Dataset items
____
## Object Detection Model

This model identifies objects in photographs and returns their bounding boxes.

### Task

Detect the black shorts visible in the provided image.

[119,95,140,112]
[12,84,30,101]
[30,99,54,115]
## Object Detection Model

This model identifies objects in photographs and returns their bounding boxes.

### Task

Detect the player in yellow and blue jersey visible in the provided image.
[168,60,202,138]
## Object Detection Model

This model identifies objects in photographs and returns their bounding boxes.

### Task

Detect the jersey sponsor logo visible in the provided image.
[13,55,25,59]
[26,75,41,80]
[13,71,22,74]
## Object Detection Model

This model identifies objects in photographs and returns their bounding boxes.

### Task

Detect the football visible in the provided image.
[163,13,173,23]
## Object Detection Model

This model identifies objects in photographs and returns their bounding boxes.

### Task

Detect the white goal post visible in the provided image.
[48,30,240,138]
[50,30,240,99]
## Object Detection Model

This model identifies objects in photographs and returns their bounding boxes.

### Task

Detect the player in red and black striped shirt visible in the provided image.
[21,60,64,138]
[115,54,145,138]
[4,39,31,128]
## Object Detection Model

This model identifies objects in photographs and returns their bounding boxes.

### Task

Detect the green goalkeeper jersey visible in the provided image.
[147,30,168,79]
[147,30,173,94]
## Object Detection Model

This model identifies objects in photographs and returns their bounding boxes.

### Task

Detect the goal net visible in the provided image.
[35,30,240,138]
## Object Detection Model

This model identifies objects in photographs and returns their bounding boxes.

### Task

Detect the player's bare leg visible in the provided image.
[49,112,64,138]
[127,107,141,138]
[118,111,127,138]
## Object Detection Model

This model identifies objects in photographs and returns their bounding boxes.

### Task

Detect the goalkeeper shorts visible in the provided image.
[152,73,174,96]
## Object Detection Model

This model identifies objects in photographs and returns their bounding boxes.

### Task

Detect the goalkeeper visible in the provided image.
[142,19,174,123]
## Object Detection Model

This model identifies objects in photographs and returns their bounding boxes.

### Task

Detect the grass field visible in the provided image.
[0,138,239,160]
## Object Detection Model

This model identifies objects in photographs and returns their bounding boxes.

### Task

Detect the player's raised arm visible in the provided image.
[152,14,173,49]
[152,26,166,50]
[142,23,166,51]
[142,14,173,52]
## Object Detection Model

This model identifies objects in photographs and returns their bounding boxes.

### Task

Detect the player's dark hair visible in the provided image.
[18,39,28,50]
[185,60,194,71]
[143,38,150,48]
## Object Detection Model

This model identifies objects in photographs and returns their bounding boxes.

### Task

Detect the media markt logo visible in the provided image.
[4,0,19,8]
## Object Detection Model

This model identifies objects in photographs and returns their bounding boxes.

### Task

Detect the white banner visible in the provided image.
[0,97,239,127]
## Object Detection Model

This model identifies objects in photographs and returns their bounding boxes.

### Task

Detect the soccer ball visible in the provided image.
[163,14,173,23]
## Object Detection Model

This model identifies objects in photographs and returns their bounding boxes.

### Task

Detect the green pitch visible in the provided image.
____
[What you are asked to do]: Word for word, copy out the entries.

[Answer to this task]:
## Object Detection Model

This model identifies objects in photographs and returns their bounding boxes.

### Task

Detect the black shorts visible in the provided image.

[119,95,140,112]
[12,84,30,101]
[30,99,54,115]
## Object Detection Model

This model identifies objects in photographs and returns their bounding boxes.

### Task

Detect the player in yellow and blue jersey visible in the provided image.
[168,60,202,138]
## Object Detection Model

This model identifies objects in photographs and returns their bounding boxes.

### Task

Detect the jersey sponsor logo visible in the provided image.
[13,55,25,59]
[26,75,41,80]
[13,71,22,74]
## Object Detection Model

This model identifies objects in photographs and returns their bounding boxes.

### Task

Detect the football visible in the provided image.
[163,13,173,23]
## Object Detection Model

This model identifies objects in photographs and returns their bounding boxes.

### Task

Detect the white goal post visible in the provided image.
[48,30,240,138]
[50,30,240,99]
## Object Detection Model

This model identifies objects in photographs and returns their bounding boxes.

### Task

Detect the player in red and black striped shirt visible in the provided image.
[21,60,64,138]
[115,54,145,138]
[4,39,31,128]
## Object Detection Model

This model identifies objects in photographs and returns their bounding boxes.

### Task

Detect the green goalkeeper jersey visible in the provided image.
[147,30,168,79]
[147,30,173,94]
## Object Detection Model

This model identifies objects in photographs and returns their bounding boxes.

### Task

Detect the goal net visible in the provided image.
[35,30,240,138]
## Object Detection Model

This model identifies objects in photographs and returns their bounding boxes.

### Task

Detect the player's bare leg visible in the provided image.
[49,112,64,138]
[127,107,141,138]
[118,111,127,138]
## Object Detection Model

This model identifies objects in photographs and returns their bounding boxes.

### Task

Detect the goalkeeper shorts visible in the provided image.
[152,73,174,96]
## Object Detection Model

This model identifies objects in photographs and returns their bounding boxes.

### Task

Detect the goalkeeper visible in the provided image.
[142,19,174,123]
## Object Detection Model

This model identifies objects in photographs and returns their bounding boxes.

### Task

Detect the grass field visible in the provided image.
[0,138,239,160]
## Object Detection Model

This model identifies objects in photographs and returns their bounding boxes.

### Task

Detect the player's raised arm visible in the provided image.
[152,14,173,49]
[152,26,166,50]
[142,23,166,51]
[142,14,173,52]
## Object Detection Model

This model identifies objects in photographs and returns their bounding boxes.

### Task

Detect the player's dark hair visible in the provided image.
[18,39,28,50]
[185,60,194,71]
[143,38,150,48]
## Object Detection Model

This model identifies objects in photographs and returns their bounding boxes.

### Task

Detect the media markt logo visible in the provided image.
[4,0,19,8]
## Object Detection Model

This model identifies objects in photographs and returns their bounding boxes.

### Task

Detect the white banner visible in the provided image.
[0,97,239,127]
## Object Detection Model

This model identifies objects in photographs and returns their bounding boxes.

### Task

Detect the soccer ball visible in the provided image.
[163,14,173,23]
## Object Detection Model

This model identifies objects in photographs and returns their bounding boxes.

### Task

Detect the green pitch visible in the provided image.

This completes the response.